▶ _WORK ITEM_
Look through the records below for the line with "Q: Where is a point on each instance of the circular" and the line with "Q: Where is a point on each instance of the paved", then return those lines and all lines between, exactly.

========

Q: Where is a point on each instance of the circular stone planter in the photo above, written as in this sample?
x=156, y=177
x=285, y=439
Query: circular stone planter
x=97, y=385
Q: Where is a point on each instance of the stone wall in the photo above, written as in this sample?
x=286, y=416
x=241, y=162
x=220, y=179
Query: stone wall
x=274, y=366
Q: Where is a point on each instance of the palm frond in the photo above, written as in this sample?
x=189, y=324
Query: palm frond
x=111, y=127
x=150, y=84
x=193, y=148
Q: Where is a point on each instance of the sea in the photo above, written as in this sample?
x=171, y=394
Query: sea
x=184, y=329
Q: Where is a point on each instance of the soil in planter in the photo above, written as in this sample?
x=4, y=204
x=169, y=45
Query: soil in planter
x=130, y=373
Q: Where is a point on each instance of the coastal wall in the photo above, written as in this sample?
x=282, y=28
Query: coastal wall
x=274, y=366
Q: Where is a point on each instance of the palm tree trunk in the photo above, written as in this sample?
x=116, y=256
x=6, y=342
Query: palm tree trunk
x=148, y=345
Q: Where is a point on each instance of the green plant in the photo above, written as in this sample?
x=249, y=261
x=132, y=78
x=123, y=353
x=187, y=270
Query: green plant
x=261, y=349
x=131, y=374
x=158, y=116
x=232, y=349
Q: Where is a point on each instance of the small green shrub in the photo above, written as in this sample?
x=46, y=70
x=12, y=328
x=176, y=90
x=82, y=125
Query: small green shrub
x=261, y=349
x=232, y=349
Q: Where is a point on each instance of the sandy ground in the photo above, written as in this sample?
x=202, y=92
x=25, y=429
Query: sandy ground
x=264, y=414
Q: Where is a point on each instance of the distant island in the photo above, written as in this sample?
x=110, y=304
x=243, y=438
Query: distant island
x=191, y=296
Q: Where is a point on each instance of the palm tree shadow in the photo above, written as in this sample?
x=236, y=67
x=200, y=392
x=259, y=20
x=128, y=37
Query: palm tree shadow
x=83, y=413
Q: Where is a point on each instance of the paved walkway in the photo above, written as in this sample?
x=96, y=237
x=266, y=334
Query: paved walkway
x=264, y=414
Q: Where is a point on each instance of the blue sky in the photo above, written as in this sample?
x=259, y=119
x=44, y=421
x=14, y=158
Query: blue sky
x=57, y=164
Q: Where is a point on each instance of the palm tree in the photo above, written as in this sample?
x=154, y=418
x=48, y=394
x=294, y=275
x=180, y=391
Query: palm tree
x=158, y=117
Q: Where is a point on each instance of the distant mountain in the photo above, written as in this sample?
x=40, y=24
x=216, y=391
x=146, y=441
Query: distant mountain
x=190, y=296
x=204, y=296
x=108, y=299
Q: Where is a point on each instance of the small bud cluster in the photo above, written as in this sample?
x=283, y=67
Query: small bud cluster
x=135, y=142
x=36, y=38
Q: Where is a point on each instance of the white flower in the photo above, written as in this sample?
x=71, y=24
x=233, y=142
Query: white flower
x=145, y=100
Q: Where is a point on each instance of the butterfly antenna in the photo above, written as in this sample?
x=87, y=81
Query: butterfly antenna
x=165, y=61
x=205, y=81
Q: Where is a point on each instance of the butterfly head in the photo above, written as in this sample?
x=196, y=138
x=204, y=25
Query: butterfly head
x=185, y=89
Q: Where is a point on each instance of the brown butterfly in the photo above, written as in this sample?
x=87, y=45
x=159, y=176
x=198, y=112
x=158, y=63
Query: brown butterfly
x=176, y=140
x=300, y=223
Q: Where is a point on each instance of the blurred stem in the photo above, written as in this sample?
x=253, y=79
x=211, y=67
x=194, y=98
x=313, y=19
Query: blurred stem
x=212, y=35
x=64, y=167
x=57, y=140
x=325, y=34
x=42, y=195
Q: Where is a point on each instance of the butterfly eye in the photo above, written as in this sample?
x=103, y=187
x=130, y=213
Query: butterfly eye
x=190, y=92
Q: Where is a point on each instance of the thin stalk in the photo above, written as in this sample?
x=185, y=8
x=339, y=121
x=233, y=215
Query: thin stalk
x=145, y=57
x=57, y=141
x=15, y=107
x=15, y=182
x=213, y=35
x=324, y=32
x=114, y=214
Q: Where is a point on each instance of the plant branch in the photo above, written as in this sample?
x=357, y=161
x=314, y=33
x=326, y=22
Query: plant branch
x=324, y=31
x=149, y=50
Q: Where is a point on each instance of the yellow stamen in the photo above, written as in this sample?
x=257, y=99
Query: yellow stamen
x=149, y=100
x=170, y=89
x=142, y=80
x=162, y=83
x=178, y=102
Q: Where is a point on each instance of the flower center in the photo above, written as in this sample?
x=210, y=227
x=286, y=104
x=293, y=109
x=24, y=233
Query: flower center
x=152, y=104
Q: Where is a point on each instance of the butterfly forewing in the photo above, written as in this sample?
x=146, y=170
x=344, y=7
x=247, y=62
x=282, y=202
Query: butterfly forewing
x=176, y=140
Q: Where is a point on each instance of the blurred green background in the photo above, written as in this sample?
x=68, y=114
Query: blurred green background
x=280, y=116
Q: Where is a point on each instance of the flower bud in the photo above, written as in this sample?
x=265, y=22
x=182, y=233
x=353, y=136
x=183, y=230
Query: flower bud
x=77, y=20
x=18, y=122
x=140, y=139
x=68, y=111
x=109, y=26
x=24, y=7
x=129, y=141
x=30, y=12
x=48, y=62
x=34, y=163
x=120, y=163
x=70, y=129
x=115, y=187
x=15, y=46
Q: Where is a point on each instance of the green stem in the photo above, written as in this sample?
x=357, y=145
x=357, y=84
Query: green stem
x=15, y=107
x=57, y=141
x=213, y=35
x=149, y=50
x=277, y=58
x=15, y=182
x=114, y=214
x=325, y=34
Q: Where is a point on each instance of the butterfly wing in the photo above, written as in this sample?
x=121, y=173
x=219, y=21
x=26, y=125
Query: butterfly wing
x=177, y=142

========

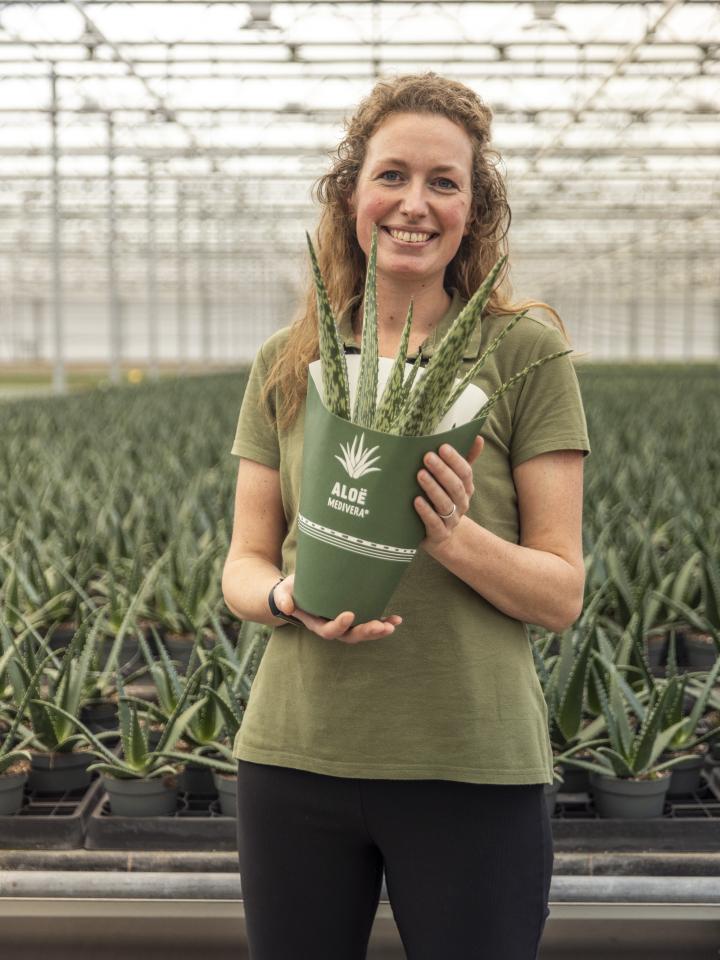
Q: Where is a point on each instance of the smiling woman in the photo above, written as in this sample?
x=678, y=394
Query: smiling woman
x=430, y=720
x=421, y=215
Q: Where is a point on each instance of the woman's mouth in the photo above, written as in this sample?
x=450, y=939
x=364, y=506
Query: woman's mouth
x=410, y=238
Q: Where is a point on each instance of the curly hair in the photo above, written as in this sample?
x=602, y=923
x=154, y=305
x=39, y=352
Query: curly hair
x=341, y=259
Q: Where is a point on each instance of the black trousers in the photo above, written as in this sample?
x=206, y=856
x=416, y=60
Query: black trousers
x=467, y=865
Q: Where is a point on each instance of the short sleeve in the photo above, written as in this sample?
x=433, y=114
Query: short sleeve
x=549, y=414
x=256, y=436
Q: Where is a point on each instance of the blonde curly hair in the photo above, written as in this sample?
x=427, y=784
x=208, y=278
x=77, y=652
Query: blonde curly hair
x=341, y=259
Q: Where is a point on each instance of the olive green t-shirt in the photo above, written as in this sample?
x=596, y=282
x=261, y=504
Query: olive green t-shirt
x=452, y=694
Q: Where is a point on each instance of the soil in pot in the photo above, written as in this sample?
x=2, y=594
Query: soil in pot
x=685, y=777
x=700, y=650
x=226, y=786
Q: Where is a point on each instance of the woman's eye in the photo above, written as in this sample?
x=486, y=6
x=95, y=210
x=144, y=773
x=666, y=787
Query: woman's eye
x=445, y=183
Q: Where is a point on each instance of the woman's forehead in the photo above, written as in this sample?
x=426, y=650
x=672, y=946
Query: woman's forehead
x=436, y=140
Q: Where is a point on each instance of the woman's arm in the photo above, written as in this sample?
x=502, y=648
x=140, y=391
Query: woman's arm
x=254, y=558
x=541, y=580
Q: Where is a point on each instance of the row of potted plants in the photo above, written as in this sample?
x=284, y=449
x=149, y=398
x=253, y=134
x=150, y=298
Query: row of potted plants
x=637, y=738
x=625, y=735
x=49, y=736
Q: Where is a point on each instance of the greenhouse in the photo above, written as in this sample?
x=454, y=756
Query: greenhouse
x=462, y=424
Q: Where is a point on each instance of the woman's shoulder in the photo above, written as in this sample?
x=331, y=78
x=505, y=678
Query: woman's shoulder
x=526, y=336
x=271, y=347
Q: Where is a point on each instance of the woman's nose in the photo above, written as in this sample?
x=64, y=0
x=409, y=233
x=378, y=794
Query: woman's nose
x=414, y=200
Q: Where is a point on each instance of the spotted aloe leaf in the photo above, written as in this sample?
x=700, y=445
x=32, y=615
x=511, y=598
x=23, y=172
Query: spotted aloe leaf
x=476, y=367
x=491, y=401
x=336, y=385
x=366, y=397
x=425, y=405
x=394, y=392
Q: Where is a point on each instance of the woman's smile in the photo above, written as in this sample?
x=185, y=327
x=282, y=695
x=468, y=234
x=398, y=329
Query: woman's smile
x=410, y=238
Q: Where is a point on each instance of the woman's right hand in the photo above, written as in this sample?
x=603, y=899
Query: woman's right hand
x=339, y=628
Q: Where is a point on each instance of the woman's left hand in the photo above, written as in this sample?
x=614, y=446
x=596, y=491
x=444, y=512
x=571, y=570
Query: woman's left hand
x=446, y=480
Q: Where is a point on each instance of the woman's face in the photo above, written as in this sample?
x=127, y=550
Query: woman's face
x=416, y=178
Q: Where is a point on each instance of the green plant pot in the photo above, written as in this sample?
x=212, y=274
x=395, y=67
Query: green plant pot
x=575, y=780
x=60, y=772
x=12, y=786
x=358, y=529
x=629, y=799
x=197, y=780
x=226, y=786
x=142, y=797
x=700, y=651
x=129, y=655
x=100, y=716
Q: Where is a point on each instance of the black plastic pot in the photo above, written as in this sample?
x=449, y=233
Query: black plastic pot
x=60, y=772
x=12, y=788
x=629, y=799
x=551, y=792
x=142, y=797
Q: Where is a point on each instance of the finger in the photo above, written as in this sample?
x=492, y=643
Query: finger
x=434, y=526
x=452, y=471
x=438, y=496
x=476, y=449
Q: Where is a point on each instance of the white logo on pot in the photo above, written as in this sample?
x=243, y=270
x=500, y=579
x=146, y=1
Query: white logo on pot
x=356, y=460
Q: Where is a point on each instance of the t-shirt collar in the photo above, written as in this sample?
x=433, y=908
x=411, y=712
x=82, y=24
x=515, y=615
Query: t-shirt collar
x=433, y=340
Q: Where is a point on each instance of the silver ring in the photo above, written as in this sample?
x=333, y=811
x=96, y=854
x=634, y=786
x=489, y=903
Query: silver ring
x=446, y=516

========

▶ _COMPLETED EXERCISE_
Q: Where is a point on each instance of the circular stone planter in the photo above, written as in this sample?
x=156, y=177
x=285, y=439
Query: circular stone planter
x=97, y=385
Q: Where is a point on each instance of the stone wall in the photo above, written as in this sample?
x=286, y=416
x=241, y=162
x=220, y=179
Query: stone wall
x=274, y=366
Q: Where is a point on each instance of the palm frond in the photo above, written as in this sample?
x=189, y=324
Query: palm frond
x=111, y=127
x=150, y=84
x=193, y=148
Q: Where is a point on each instance of the sea in the photo above, written as in this sample?
x=171, y=394
Query: sea
x=184, y=329
Q: Where is a point on each instance of the soil in planter in the photo above, written as in this sample?
x=4, y=204
x=169, y=45
Query: soil in planter
x=130, y=373
Q: Where is a point on each instance of the coastal wall in the photo above, written as in this sample?
x=282, y=28
Query: coastal wall
x=274, y=366
Q: Where is a point on each instance of the palm tree trunk in the photo above, written as in this sample?
x=116, y=256
x=6, y=342
Query: palm tree trunk
x=148, y=345
Q: Where is a point on each instance of the green plant in the photo above, written as in this sample?
x=249, y=261
x=132, y=78
x=123, y=353
x=187, y=270
Query: green plant
x=261, y=349
x=131, y=374
x=158, y=116
x=232, y=349
Q: Where is a point on each instance of the small green shrub in the photo above, written as in this sample?
x=46, y=70
x=12, y=328
x=176, y=90
x=82, y=125
Query: small green shrub
x=261, y=349
x=232, y=349
Q: Where is a point on each instance of the sandy ground in the photo above, written as in this sample?
x=202, y=92
x=25, y=429
Query: sandy ground
x=264, y=414
Q: Where is a point on each instance of the distant island in the photo above, written as in this sample?
x=110, y=304
x=243, y=438
Query: distant island
x=191, y=296
Q: Where is a point on each instance of the palm tree shadow in the photo above, written as in this sample?
x=236, y=67
x=200, y=392
x=259, y=20
x=128, y=37
Query: palm tree shadow
x=83, y=413
Q: Where is a point on each instance of the paved walkway in the photo above, written as in this sample?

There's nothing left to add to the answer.